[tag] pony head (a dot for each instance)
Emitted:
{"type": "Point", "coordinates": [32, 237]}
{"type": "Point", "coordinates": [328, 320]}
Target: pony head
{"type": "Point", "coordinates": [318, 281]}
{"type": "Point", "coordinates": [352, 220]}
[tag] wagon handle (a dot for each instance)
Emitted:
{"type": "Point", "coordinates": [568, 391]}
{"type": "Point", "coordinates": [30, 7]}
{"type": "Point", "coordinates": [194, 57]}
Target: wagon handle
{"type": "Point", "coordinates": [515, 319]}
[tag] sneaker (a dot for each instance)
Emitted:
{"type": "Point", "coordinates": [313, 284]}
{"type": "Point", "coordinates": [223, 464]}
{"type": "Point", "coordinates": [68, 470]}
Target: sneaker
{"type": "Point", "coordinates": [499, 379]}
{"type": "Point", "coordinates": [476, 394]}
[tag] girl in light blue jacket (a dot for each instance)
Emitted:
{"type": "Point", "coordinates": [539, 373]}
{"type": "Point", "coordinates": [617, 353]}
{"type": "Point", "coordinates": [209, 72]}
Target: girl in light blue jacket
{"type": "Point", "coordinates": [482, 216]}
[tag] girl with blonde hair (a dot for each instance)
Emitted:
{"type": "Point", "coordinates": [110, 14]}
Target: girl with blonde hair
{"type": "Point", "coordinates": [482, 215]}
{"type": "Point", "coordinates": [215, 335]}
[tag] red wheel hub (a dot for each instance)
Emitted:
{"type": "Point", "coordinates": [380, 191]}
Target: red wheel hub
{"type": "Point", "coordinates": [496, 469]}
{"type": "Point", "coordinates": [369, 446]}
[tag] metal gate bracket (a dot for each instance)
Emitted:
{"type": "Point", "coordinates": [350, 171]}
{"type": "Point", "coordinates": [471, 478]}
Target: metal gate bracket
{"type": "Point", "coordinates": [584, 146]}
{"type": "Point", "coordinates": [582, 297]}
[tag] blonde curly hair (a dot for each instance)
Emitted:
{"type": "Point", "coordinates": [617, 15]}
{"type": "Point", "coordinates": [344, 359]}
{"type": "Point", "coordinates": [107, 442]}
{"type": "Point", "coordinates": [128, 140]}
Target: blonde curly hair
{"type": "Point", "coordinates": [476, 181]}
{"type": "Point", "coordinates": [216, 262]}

▬▬▬

Rescale the data from the line containing "[tag] blonde curly" through the end of the data, inclusive, and rewrite every line in that span. Multiply only the answer coordinates that follow each "Target:" line by 2.45 and round them to whole numbers, rounding halves up; leave every other number unchanged.

Answer below:
[tag] blonde curly hair (a dot for each instance)
Emitted:
{"type": "Point", "coordinates": [617, 15]}
{"type": "Point", "coordinates": [344, 359]}
{"type": "Point", "coordinates": [107, 442]}
{"type": "Point", "coordinates": [128, 140]}
Target: blonde curly hair
{"type": "Point", "coordinates": [1166, 443]}
{"type": "Point", "coordinates": [529, 642]}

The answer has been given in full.